Exercise data —

○ ○ ○ ○

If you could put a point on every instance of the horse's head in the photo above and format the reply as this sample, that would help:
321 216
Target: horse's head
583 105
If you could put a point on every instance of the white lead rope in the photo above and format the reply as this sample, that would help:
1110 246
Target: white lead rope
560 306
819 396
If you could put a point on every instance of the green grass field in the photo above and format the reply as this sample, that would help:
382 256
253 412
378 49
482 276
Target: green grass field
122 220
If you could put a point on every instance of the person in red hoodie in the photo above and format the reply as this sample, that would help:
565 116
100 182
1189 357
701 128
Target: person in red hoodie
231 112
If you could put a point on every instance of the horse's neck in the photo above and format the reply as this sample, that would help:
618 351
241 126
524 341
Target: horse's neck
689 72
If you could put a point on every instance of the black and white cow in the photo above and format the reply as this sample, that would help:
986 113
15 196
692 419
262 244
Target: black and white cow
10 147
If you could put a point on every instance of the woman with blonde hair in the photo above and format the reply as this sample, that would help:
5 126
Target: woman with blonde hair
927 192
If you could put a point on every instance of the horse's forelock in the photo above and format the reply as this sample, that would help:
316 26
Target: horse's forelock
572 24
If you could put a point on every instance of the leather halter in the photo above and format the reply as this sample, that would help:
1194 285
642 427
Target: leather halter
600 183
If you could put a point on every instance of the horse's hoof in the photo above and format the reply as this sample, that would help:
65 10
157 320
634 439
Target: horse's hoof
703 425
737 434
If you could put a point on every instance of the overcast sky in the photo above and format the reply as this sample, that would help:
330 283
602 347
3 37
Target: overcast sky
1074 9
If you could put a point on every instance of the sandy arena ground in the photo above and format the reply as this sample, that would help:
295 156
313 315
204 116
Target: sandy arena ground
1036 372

○ ○ ○ ○

Could you repeat the listing above, exactly as it is shown?

Your solution —
If you could put a point on every instance of the horse's head in the photo above and format the reply as this sample, that would help:
321 216
Target: horse's head
583 105
If you could put a point on every instance of the white lead rope in the photo above and format the reply as this sample, that would help:
1110 246
Target: white lead rope
560 306
819 396
If you could put a point on every instance of the green grass field in the photo above and format the reply as this sample, that would help:
382 256
253 412
378 49
482 276
Target: green grass field
122 220
If you could put a point on every instance of the person in red hoodie in the photo above and format the reply as this sample, that would help:
565 116
100 182
1189 357
701 128
Target: person in red hoodie
231 112
If you could put a point on every instance of the horse's neck in the photo above and format the reply as this sample, that would help:
618 351
241 126
524 341
Target: horse's neck
689 72
If you could put a point on every instance of the black and white cow in the photo above and format the reply as this sample, that would help:
986 113
15 196
692 419
262 244
Target: black and white cow
10 147
If you could put a point on every instance of the woman with blonde hair in the photo above and format the reply as this sample, that would help:
5 126
Target: woman with blonde hair
927 192
If you could put a point on every instance of the horse's forelock in the photo above and format the reply as this sample, that would help:
316 26
Target: horse's forelock
572 24
If you could put a point on every instance of the leather halter in the photo above and format the reply as this sample, that would help:
1194 285
642 427
Target: leather halter
600 183
If you could put a point on every instance of the horse's hoof in the photo above and format the reply as this sample, that would help:
65 10
157 320
634 439
Target: horse's hoof
703 425
737 434
If you could put a point on every instance of the overcast sky in the photo above and format the reply as this sample, that would help:
330 283
602 347
3 37
Target: overcast sky
1074 9
If you could put a point on every instance of the sandy arena ground in the photo above and format the reply as this sample, that would help:
295 156
313 315
204 116
Target: sandy arena ground
1036 372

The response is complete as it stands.